__WHAT TO DO__:
In the text about RAWA, in which country is the organization based?

__SELECTED TEXT__:
···

Marina Martin works with the Afghan woman’s rights movement RAWA (Revolutionary Association of the Women of Afghanistan) based in Pakistan.

‘Human rights are non existant in Afghanistan, and human rights go hand in hand with improving the lives of women’

Marina Martin, RAWA

The organisation gained international recognition for its work in Afghanistan and secret film footage showing an Afghan woman being executed in public by the Taliban.

Martin told Aljazeera.net that two years after the US-led bombing of Afghanistan, women were still fighting to establish their basic rights.

“Human rights are non-existent in Afghanistan, and human rights go hand in hand with improving the lives of women,” she says. “I recently returned from Kabul, the women that I talked to told me that they don’t feel safe anymore, I heard stories
about women being raped.”

Poverty

Afghanistan has a population of 25.8 million people; 21 million are living in acute poverty. Under Taliban rule women were banned from going to school, but some were fortunate enough to receive an education in secret schools.

···

__DATASET RECORDS__:

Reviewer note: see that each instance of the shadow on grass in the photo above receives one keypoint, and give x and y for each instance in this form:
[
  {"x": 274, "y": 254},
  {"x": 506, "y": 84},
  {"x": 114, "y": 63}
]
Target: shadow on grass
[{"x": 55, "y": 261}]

···

__ANSWER IN FULL__:
Pakistan.